*** Opening of RECORD EXTRACTS ***

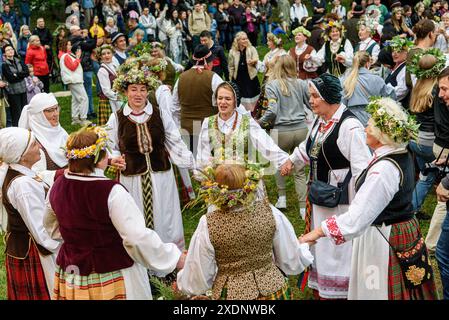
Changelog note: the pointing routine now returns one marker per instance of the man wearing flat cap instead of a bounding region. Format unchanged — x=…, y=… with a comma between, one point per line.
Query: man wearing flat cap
x=337, y=153
x=193, y=93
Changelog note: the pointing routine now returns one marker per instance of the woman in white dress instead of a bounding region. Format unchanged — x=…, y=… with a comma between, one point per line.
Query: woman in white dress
x=381, y=210
x=337, y=52
x=335, y=149
x=233, y=136
x=30, y=251
x=145, y=135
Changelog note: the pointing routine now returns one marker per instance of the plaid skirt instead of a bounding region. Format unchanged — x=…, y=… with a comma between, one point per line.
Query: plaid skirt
x=25, y=277
x=104, y=111
x=96, y=286
x=402, y=237
x=284, y=293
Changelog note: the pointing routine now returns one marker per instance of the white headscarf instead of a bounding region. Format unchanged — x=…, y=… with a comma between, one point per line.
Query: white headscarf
x=51, y=138
x=14, y=143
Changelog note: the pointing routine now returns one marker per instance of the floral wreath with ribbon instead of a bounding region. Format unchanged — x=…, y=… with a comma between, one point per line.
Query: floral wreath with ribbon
x=92, y=151
x=399, y=44
x=220, y=196
x=399, y=130
x=424, y=70
x=135, y=71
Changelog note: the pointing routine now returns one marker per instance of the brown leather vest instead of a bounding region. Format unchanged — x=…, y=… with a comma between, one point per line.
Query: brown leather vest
x=243, y=244
x=195, y=97
x=143, y=144
x=18, y=239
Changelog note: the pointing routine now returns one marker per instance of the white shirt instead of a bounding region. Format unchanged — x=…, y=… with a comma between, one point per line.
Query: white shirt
x=178, y=152
x=200, y=267
x=261, y=141
x=381, y=184
x=365, y=44
x=216, y=80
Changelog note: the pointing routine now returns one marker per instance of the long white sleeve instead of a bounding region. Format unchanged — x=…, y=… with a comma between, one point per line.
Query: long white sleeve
x=200, y=266
x=352, y=144
x=263, y=143
x=379, y=188
x=290, y=256
x=105, y=84
x=142, y=244
x=28, y=197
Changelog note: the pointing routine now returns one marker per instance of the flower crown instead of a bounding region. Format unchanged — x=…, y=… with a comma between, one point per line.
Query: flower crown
x=399, y=44
x=432, y=71
x=399, y=130
x=134, y=71
x=92, y=150
x=330, y=25
x=220, y=196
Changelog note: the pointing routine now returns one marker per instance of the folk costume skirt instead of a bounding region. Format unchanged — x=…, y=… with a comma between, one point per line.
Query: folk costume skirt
x=26, y=278
x=104, y=111
x=402, y=237
x=95, y=286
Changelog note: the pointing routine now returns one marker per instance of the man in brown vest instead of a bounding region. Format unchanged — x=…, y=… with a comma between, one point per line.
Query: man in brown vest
x=193, y=95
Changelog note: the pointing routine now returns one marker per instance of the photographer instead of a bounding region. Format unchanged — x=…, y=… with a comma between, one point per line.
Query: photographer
x=442, y=143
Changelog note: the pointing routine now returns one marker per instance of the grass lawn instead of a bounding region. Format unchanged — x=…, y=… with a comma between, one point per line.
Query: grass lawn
x=191, y=216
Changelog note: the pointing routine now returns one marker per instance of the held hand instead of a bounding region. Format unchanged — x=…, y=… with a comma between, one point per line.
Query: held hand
x=442, y=193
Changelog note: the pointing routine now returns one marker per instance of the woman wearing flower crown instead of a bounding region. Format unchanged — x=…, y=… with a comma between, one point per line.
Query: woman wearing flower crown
x=337, y=52
x=232, y=136
x=149, y=141
x=302, y=53
x=30, y=251
x=109, y=100
x=380, y=219
x=244, y=248
x=106, y=247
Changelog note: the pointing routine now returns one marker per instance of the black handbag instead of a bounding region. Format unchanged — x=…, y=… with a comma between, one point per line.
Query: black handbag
x=326, y=195
x=415, y=264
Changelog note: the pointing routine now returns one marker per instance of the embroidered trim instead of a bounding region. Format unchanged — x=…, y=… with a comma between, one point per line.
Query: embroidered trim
x=334, y=230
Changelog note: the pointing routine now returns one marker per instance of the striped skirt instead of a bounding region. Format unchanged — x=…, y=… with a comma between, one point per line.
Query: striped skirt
x=402, y=237
x=104, y=111
x=96, y=286
x=282, y=294
x=25, y=277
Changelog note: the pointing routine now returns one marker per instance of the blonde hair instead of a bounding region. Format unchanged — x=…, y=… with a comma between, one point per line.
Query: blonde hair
x=361, y=58
x=235, y=43
x=284, y=70
x=231, y=175
x=422, y=95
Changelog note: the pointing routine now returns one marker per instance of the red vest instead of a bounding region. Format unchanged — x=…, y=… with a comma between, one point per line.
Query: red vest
x=91, y=242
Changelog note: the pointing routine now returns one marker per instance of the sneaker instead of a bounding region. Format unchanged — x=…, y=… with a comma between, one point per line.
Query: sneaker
x=282, y=202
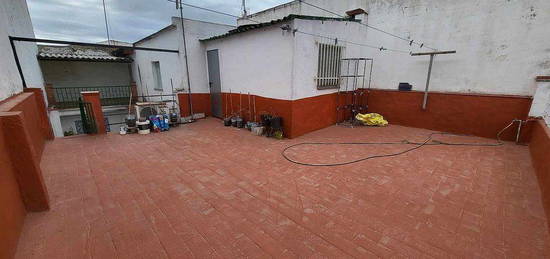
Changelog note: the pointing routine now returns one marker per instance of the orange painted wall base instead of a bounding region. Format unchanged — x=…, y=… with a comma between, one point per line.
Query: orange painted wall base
x=24, y=130
x=539, y=147
x=474, y=114
x=200, y=101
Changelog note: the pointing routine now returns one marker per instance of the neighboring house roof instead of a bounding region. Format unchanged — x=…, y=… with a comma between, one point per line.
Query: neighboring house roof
x=115, y=43
x=249, y=27
x=80, y=53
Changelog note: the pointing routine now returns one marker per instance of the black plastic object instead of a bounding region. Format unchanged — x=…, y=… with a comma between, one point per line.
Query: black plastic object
x=227, y=122
x=266, y=120
x=240, y=123
x=405, y=87
x=131, y=121
x=276, y=123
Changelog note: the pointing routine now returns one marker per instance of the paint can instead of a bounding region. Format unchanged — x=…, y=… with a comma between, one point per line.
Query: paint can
x=258, y=130
x=143, y=127
x=227, y=122
x=240, y=123
x=276, y=122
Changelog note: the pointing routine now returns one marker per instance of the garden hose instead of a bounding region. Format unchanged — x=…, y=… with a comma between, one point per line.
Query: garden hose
x=428, y=142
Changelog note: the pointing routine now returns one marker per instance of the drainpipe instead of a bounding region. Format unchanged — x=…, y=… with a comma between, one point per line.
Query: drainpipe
x=189, y=99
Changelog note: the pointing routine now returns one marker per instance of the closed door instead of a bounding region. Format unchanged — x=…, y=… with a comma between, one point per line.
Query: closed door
x=214, y=81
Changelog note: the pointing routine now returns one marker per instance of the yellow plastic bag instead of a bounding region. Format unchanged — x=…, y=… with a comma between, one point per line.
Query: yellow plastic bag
x=371, y=119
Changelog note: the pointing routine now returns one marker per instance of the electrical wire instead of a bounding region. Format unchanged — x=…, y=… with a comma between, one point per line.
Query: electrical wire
x=353, y=43
x=417, y=145
x=298, y=31
x=372, y=27
x=213, y=11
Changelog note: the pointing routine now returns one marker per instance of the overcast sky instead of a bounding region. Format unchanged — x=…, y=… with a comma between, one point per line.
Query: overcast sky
x=129, y=20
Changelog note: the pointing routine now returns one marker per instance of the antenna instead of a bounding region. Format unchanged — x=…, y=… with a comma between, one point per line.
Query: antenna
x=244, y=9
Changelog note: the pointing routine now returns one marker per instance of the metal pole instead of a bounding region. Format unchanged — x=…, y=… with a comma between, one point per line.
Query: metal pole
x=425, y=102
x=106, y=24
x=14, y=50
x=186, y=63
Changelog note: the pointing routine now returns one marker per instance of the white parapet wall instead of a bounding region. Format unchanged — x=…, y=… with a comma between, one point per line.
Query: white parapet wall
x=541, y=102
x=15, y=21
x=501, y=45
x=259, y=61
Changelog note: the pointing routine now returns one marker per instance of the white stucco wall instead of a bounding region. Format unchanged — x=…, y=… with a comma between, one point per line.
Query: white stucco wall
x=501, y=45
x=15, y=21
x=541, y=102
x=258, y=61
x=306, y=53
x=173, y=64
x=64, y=120
x=85, y=74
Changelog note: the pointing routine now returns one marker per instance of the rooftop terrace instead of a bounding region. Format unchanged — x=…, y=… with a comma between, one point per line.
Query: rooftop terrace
x=203, y=190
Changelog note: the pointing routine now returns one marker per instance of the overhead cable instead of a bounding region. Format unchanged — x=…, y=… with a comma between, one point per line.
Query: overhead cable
x=381, y=48
x=372, y=27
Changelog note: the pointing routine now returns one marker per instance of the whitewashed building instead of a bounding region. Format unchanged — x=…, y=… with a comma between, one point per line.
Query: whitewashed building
x=70, y=70
x=15, y=17
x=500, y=45
x=158, y=73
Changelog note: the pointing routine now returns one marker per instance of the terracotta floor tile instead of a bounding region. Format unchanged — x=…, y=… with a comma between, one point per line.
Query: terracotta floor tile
x=207, y=191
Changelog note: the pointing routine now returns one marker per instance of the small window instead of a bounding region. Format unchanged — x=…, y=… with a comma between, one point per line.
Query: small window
x=328, y=73
x=156, y=76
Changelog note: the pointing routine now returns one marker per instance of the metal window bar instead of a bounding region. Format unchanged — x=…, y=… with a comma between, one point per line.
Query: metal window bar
x=353, y=93
x=67, y=97
x=329, y=66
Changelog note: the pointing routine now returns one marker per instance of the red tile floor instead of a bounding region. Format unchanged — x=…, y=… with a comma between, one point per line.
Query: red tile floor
x=206, y=191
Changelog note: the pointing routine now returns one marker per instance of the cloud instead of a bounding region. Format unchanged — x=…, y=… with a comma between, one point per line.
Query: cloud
x=129, y=20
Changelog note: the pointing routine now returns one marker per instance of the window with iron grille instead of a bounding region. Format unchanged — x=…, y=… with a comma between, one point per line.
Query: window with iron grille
x=157, y=76
x=328, y=69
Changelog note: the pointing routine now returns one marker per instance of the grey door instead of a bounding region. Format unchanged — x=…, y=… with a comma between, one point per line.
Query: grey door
x=214, y=81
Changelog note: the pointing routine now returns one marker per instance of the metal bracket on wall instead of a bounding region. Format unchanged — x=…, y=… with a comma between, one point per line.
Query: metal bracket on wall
x=432, y=55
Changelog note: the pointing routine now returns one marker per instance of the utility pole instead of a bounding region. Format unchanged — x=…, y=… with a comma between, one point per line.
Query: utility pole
x=106, y=24
x=244, y=9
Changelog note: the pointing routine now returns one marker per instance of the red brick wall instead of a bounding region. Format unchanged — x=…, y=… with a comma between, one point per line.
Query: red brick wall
x=479, y=115
x=24, y=129
x=200, y=101
x=540, y=154
x=12, y=212
x=276, y=107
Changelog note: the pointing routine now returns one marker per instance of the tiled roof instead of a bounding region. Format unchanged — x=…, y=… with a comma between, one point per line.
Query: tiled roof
x=77, y=53
x=250, y=27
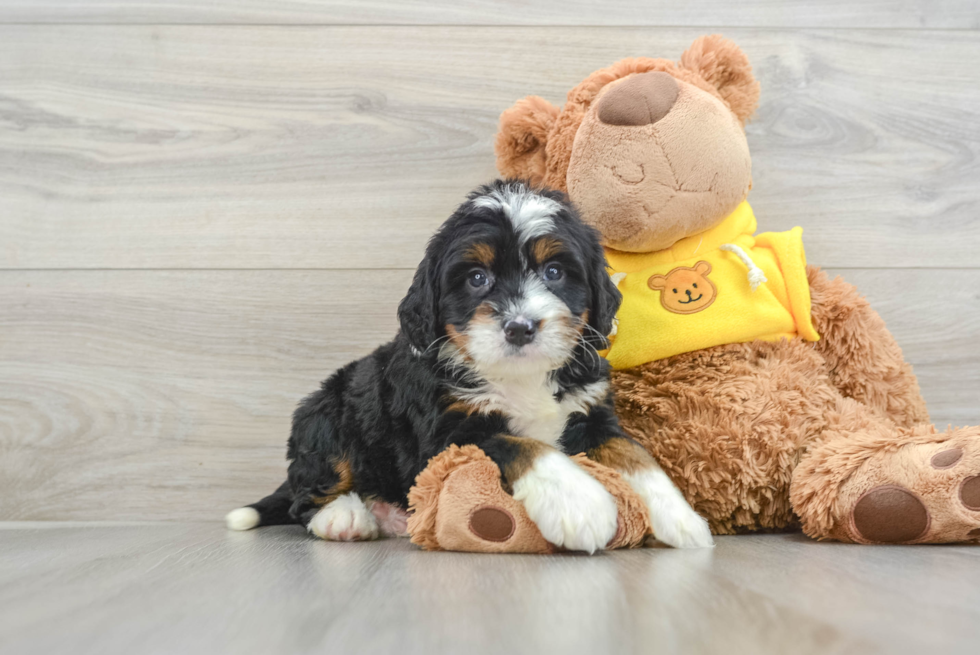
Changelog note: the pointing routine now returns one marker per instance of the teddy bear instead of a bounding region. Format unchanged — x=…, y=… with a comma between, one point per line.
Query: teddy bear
x=773, y=396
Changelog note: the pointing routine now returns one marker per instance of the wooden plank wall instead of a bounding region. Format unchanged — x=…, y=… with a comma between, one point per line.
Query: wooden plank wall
x=205, y=207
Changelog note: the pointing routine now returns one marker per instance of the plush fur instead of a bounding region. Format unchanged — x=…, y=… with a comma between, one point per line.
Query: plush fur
x=497, y=349
x=832, y=436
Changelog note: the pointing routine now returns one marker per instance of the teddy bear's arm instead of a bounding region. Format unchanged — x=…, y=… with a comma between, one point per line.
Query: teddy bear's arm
x=863, y=359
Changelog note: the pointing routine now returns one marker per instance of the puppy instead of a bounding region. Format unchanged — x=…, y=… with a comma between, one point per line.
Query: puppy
x=497, y=348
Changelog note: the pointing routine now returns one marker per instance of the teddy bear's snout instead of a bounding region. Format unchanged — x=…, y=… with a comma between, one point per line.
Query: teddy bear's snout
x=641, y=99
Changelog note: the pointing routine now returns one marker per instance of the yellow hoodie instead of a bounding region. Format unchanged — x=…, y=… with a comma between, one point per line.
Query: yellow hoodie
x=718, y=287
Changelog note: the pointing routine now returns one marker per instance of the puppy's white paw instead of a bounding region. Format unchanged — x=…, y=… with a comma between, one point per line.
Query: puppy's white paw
x=569, y=506
x=344, y=519
x=243, y=518
x=675, y=523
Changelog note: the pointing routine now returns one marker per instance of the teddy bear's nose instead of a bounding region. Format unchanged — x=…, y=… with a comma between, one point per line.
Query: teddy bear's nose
x=641, y=99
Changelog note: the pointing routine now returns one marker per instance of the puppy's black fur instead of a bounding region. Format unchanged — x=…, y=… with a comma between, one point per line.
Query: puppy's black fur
x=374, y=424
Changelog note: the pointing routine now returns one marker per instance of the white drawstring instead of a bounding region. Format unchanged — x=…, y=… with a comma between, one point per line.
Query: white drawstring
x=756, y=276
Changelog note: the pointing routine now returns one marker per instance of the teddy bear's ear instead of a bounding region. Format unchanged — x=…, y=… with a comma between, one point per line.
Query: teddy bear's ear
x=722, y=64
x=521, y=140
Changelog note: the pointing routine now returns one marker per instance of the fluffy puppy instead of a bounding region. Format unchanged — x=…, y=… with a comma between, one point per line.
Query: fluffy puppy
x=497, y=348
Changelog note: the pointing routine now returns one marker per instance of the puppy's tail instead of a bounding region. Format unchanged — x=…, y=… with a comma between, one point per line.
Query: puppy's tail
x=271, y=510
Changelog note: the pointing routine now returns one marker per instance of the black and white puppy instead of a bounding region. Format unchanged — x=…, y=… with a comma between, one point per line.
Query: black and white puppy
x=497, y=348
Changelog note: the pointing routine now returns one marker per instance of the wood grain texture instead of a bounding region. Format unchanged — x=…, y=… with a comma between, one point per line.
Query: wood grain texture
x=195, y=588
x=167, y=394
x=339, y=147
x=954, y=14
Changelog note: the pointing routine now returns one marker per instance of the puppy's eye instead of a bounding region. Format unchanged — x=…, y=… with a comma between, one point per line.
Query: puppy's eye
x=478, y=278
x=553, y=272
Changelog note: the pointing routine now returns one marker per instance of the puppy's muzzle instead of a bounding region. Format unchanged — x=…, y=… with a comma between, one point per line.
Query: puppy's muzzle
x=519, y=332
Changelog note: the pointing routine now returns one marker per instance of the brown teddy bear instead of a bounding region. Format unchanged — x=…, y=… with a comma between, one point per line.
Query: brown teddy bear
x=773, y=396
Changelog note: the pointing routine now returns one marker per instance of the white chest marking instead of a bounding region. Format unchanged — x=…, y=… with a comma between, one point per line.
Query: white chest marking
x=531, y=408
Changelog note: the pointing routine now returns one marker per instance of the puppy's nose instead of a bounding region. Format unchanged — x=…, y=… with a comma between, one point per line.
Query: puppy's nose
x=519, y=332
x=642, y=99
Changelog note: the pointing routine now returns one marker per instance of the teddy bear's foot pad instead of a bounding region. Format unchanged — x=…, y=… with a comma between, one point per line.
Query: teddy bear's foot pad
x=932, y=495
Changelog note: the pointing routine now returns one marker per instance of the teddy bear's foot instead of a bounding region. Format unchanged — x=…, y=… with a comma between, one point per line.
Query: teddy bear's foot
x=917, y=493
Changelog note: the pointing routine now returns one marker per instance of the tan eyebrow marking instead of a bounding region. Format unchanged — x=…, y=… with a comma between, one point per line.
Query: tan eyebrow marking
x=545, y=248
x=481, y=253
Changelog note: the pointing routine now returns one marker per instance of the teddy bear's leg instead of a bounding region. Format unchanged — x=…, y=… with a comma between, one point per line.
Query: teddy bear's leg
x=863, y=360
x=870, y=481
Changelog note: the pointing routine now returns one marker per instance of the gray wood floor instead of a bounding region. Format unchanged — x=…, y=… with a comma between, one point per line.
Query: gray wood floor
x=195, y=588
x=207, y=206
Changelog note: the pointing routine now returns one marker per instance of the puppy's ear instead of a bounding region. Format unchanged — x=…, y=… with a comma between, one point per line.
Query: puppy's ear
x=604, y=297
x=522, y=137
x=418, y=312
x=723, y=65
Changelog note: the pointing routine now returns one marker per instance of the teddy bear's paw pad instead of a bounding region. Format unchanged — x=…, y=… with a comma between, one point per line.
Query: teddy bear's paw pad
x=947, y=458
x=570, y=507
x=890, y=514
x=492, y=524
x=970, y=493
x=392, y=519
x=345, y=519
x=920, y=493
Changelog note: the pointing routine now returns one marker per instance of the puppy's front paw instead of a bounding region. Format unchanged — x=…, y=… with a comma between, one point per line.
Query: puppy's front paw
x=344, y=519
x=569, y=506
x=674, y=522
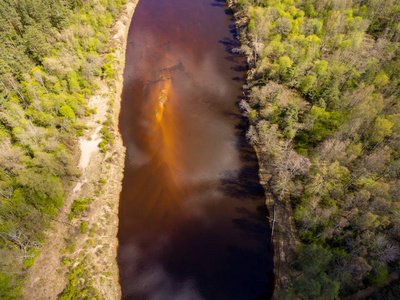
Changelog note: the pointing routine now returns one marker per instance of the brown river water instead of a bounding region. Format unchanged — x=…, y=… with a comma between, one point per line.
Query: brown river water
x=193, y=223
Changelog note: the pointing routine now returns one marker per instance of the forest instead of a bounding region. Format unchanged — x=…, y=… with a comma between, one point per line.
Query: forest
x=324, y=104
x=50, y=53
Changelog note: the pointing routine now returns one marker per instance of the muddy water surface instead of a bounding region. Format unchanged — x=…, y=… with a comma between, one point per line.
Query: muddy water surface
x=192, y=215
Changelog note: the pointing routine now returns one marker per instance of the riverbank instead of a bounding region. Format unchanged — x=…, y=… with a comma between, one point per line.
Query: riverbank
x=84, y=245
x=283, y=238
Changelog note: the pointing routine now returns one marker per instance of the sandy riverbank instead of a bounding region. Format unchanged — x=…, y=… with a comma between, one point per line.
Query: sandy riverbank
x=101, y=181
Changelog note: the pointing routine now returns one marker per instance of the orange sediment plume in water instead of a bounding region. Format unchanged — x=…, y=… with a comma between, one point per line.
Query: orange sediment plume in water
x=162, y=99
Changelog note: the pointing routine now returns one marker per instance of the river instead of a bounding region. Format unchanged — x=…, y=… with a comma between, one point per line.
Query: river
x=193, y=223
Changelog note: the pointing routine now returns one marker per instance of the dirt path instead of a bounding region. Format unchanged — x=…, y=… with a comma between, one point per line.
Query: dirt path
x=101, y=180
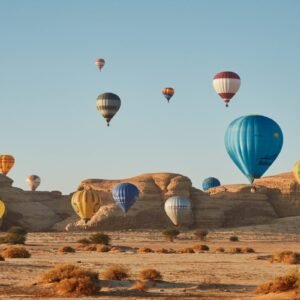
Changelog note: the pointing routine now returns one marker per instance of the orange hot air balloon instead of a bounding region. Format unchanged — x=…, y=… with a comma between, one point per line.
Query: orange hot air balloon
x=168, y=92
x=6, y=163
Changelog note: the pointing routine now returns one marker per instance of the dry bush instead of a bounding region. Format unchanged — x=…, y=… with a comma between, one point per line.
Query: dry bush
x=234, y=238
x=201, y=247
x=145, y=250
x=140, y=286
x=71, y=280
x=103, y=248
x=115, y=272
x=248, y=250
x=150, y=274
x=186, y=250
x=286, y=257
x=100, y=238
x=66, y=249
x=235, y=250
x=17, y=230
x=201, y=234
x=220, y=249
x=15, y=252
x=171, y=234
x=290, y=281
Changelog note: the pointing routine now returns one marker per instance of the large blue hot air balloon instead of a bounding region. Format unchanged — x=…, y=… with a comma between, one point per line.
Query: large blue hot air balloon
x=210, y=182
x=253, y=143
x=125, y=195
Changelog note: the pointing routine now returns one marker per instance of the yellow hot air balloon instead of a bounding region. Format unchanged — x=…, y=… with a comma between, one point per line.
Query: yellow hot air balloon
x=2, y=209
x=296, y=171
x=86, y=203
x=6, y=163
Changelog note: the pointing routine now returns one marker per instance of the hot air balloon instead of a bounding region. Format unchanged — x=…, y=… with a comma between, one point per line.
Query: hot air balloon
x=86, y=203
x=2, y=209
x=178, y=209
x=253, y=143
x=210, y=182
x=33, y=182
x=226, y=84
x=108, y=104
x=168, y=92
x=296, y=171
x=100, y=62
x=125, y=195
x=6, y=163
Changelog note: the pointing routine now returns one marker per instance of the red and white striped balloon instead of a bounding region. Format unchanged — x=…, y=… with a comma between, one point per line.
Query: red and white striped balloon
x=226, y=84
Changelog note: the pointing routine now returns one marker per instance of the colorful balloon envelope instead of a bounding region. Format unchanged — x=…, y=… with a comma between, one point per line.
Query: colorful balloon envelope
x=108, y=105
x=226, y=84
x=296, y=171
x=178, y=209
x=6, y=163
x=253, y=143
x=33, y=182
x=125, y=195
x=210, y=182
x=168, y=93
x=100, y=62
x=2, y=209
x=86, y=203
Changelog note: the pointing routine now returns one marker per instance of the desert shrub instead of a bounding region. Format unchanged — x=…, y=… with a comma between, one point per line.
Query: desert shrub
x=286, y=257
x=235, y=250
x=12, y=238
x=186, y=250
x=220, y=249
x=171, y=234
x=115, y=272
x=84, y=241
x=150, y=274
x=17, y=230
x=15, y=252
x=201, y=247
x=233, y=238
x=66, y=249
x=145, y=250
x=140, y=286
x=290, y=281
x=201, y=234
x=248, y=250
x=100, y=238
x=103, y=248
x=71, y=280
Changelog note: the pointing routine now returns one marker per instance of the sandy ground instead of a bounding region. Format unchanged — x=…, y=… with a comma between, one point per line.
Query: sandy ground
x=186, y=276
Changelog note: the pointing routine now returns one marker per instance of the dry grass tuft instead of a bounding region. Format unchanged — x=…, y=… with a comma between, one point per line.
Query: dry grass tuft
x=15, y=252
x=201, y=247
x=286, y=257
x=290, y=281
x=151, y=275
x=66, y=249
x=115, y=272
x=145, y=250
x=140, y=286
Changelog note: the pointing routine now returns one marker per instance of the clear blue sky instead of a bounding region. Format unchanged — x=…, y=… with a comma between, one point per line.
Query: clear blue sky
x=49, y=85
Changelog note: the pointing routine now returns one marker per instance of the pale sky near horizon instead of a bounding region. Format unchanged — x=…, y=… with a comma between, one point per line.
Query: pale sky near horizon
x=49, y=85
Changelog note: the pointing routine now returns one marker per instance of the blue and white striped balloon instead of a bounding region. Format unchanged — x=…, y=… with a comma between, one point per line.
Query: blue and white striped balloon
x=125, y=195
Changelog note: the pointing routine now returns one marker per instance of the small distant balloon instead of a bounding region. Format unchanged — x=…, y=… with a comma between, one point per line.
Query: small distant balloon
x=6, y=163
x=125, y=195
x=210, y=182
x=33, y=182
x=100, y=62
x=108, y=105
x=226, y=84
x=168, y=92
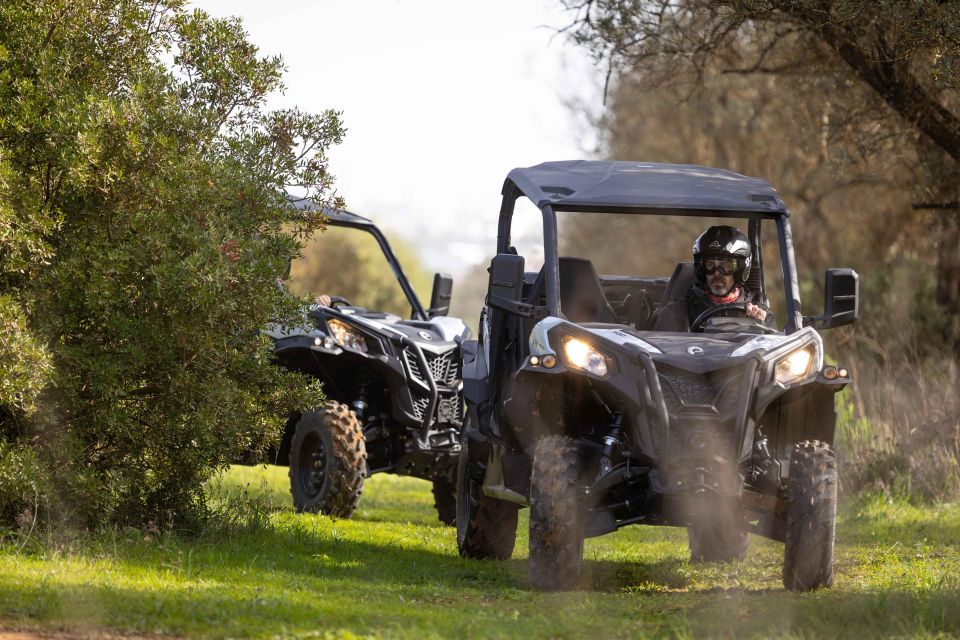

*** Close of RECORD EXTRACTS ***

What you give back should be only the lines of the records above, starting at the line with "Query: orange painted wall base" and ending at the line with "of the closed", restated word for word.

Query: orange painted wall base
x=24, y=130
x=539, y=147
x=474, y=114
x=200, y=101
Changelog note: the pointing routine now returns one marker per instance of the neighboring house roof instead of a bounding region. Format unchanged — x=…, y=… with a comma between, one point per line.
Query: neighboring house roof
x=115, y=43
x=249, y=27
x=80, y=53
Changelog note: the pointing routine now returns one marker per instance of the black plastic object instead of a bounding region. Format unchanged — x=…, y=… with a comma between, one point per line.
Query: black plastic object
x=227, y=122
x=266, y=120
x=240, y=123
x=405, y=87
x=131, y=121
x=276, y=123
Changelog note: the pointing routine now returns one marker per instance of the paint can instead of a bounding region. Format unchanged — x=…, y=… with a comma between, one point per line.
Query: paint can
x=258, y=130
x=143, y=127
x=227, y=122
x=240, y=123
x=276, y=122
Changelog note: the pointing routine now returns one marker per instance of the garden hose instead of a bounding region. Format unchanged — x=…, y=… with a comma between, one point per line.
Query: garden hose
x=428, y=142
Changelog note: the pointing routine now returns one marker per instance of the drainpipe instead of a bounding region. Format unchanged — x=…, y=… with a comma between, one point per line.
Query: drainpipe
x=189, y=99
Changelog note: the pointing routine now returns one marker per instance of the closed door instead of a bounding region. Format unchanged — x=…, y=… with a comma between, one point per line.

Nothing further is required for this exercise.